Given text:
+--
Most WIDELY spoken languages in Russia

A festival of Dagestan peoples in Derbent.

A festival of Dagestan peoples in Derbent.

Alexei Filippov/Sputnik
A great number of regions in Russia will have all their street signs written in several languages. The same goes for their media, art and beyond.

Russian is spoken by the vast majority of the country’s population - over 99 percent; in second place is English (believe it or not!), which is spoken by five percent. Amazingly, Russia’s many native languages are spoken by less of its population than a foreign one. The multi-national country has more than 190 peoples, which speak a total of 270 languages and dialects! Some even have two languages, such as the Mari El and Altay peoples; while others speak a common one, such as the case with the Kabardians and Cherkess. In multi-national regions, these languages have equal status to Russian. 

1. Tatar

At the Kazan store.

More than 4.2 million Russians speak Tatar, which is the official language of the Republic of Tatarstan. It is also quite widespread in neighboring Bashkortostan, Mari El, Udmurtia and even Ural Region. Tatar is taught in schools, used to publish all sorts of literature, entertainment, art and media. The street signs are all doubled in Russian and Tatar. Linguists distinguish between three separate dialects: Kazan (central), Mishar (western) and Siberian (eastern). The western is closest to ancient Tatar, while the central is considered to be the most modern, while the eastern is vastly different from either - as well as containing such a wealth of local dialects - that linguists often treat it as a language in its own right. 

2. Chechen

In Grozny, the capital of Chechnya.

More than 1.3 million Russians speak Chechen. The greatest number of them, of course, come from the Chechen Republic; however, the language can also be heard in neighboring Ingushetia and some regions of Dagestan, where it also enjoys official status. The language has seven dialects and a plethora of local sub-dialects.
+--
Instruction 1:
In the text on languages in Russia, how many peoples live in the country, and how many languages and dialects do they speak?
Instruction 2:
Turn the paragraph of the text on languages in Russia that begins "More than 4.2 million Russians speak Tatar" into a short bulleted list that keeps its main facts.
+--
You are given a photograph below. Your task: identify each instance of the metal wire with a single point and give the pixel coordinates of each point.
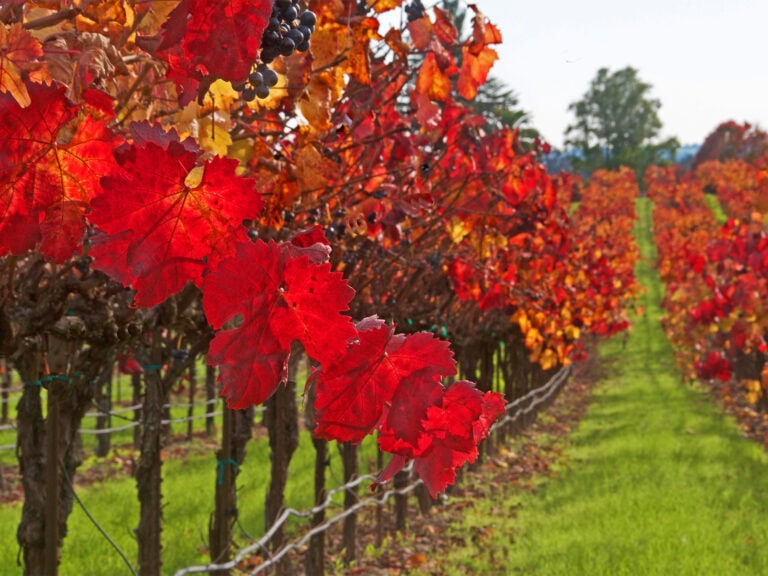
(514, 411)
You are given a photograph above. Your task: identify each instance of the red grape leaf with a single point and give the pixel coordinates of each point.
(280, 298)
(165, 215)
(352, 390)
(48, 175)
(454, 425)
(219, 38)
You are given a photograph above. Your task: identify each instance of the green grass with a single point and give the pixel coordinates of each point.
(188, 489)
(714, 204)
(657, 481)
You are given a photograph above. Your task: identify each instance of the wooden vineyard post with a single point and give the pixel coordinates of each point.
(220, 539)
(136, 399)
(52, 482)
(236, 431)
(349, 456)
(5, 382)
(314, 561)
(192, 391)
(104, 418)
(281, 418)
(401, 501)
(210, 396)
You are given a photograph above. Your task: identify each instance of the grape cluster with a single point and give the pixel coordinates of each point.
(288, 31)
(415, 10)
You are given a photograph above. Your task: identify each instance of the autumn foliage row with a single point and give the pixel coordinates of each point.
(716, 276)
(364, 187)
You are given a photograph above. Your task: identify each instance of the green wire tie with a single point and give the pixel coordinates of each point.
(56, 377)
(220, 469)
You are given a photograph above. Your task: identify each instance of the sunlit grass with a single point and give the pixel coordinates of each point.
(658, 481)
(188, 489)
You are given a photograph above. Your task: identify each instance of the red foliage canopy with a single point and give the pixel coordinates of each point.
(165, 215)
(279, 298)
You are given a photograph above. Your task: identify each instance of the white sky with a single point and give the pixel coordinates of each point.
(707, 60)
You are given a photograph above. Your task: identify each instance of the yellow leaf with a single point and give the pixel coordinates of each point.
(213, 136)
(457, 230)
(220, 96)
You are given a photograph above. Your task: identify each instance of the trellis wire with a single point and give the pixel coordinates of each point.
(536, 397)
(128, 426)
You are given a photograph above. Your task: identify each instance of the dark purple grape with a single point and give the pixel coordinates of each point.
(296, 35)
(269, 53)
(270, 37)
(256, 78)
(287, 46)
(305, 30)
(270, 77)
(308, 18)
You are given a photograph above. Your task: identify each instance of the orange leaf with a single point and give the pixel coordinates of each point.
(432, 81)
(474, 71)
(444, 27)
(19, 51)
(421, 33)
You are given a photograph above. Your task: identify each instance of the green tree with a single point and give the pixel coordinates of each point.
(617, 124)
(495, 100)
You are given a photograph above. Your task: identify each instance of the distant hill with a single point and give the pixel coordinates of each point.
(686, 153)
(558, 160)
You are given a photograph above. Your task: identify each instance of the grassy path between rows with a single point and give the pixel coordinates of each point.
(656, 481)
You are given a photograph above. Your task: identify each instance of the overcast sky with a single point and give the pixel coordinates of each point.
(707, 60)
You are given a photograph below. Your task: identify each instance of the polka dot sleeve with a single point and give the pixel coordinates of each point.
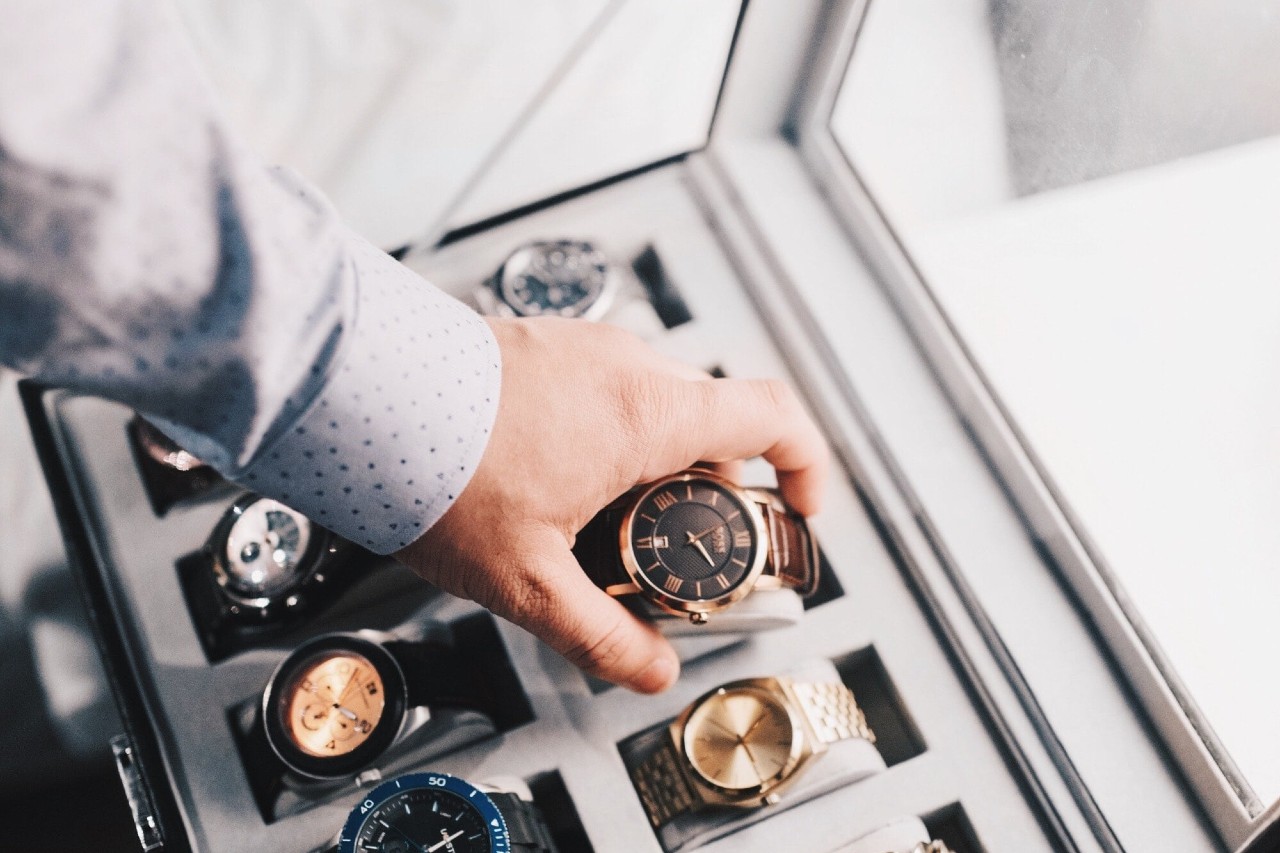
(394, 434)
+--
Correct answer 1:
More than 190 peoples, who speak a total of 270 languages and dialects.

Correct answer 2:
- More than 4.2 million Russians speak Tatar.
- It is the official language of the Republic of Tatarstan.
- It is also widespread in Bashkortostan, Mari El, Udmurtia and Ural Region.
- It is taught in schools and used in literature, entertainment, art and media.
- Street signs are in both Russian and Tatar.
- Linguists distinguish three dialects:
  - Kazan (central), considered the most modern
  - Mishar (western), closest to ancient Tatar
  - Siberian (eastern), so different and so rich in local dialects that it is often treated as a separate language